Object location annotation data
##############################

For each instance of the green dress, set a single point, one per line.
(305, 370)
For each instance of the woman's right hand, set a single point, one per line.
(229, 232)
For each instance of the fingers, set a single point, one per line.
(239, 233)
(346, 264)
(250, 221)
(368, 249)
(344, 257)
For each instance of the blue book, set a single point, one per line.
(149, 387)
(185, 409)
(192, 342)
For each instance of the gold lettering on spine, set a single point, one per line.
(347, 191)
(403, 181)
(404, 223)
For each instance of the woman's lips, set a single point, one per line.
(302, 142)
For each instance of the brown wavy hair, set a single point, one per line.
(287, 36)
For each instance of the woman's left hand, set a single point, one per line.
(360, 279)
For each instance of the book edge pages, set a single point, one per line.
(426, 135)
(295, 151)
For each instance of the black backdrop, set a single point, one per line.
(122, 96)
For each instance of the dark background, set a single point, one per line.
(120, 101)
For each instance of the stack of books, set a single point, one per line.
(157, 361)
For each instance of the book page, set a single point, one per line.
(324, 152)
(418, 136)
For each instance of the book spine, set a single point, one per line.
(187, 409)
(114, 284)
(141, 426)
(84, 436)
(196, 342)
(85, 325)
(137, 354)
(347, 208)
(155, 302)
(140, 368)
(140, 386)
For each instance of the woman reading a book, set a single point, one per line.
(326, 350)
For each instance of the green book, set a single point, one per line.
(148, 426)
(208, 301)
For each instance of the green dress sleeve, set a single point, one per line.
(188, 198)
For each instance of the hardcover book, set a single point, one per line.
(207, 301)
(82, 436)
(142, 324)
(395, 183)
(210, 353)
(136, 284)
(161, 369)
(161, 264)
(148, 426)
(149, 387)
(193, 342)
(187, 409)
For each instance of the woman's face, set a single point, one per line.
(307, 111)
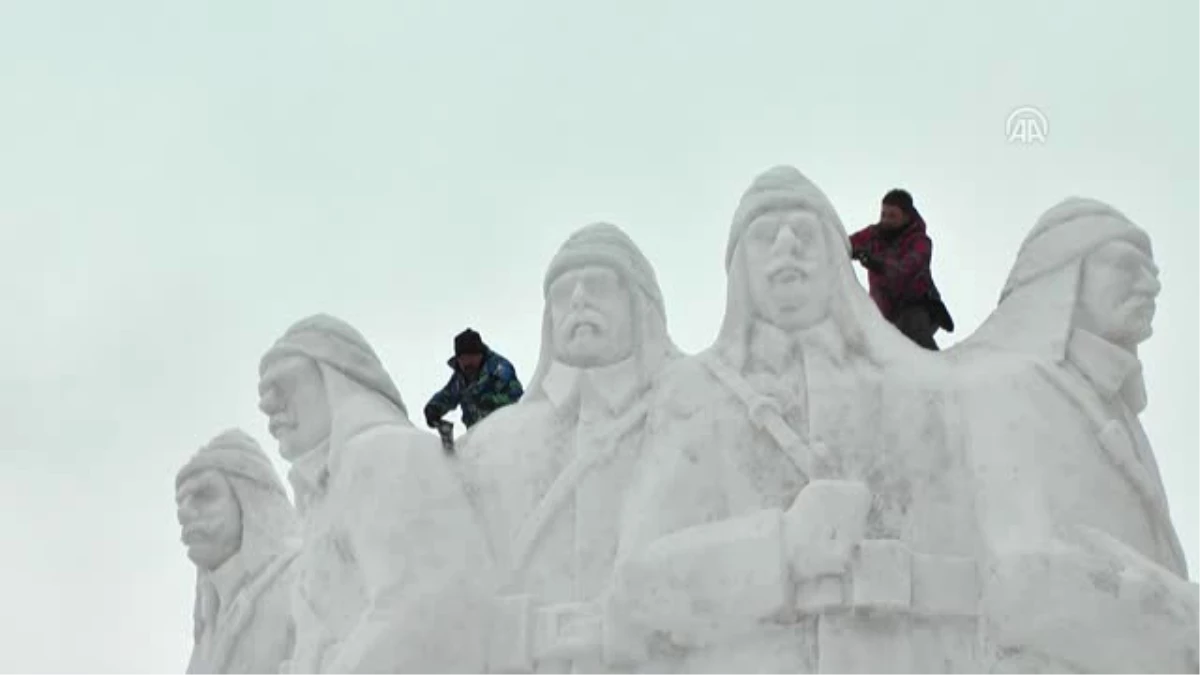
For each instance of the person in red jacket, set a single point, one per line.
(897, 254)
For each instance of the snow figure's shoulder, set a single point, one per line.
(391, 453)
(687, 386)
(505, 431)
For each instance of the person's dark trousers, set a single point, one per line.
(917, 323)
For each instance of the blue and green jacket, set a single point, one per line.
(495, 387)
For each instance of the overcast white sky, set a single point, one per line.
(180, 181)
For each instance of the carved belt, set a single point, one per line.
(887, 577)
(525, 633)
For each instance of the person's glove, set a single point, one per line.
(868, 261)
(432, 418)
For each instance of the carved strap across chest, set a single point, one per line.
(766, 414)
(1121, 449)
(241, 610)
(565, 483)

##############################

- Stated task
Please multiply every point coordinate by 0.5 in the part of the rows that opens with the line containing "For each instance of the blue and" and closes with the last of the rows, and round each result to a whole number with halves going up. Write out only those lines, both ends included, with the instruction lines unchanged.

- Solution to this task
For each instance of the blue and green jacket, set a single point, one per line.
(248, 194)
For each instance of the overcast white sky, set a single point, one per line.
(90, 91)
For each instance of the carved belt, set a single point, one per line.
(444, 289)
(263, 317)
For each instance of the person's glove, set a single point, one per line.
(434, 131)
(216, 209)
For each instance of the carved strap across chest, set a single point, one per line.
(383, 207)
(561, 225)
(121, 305)
(283, 242)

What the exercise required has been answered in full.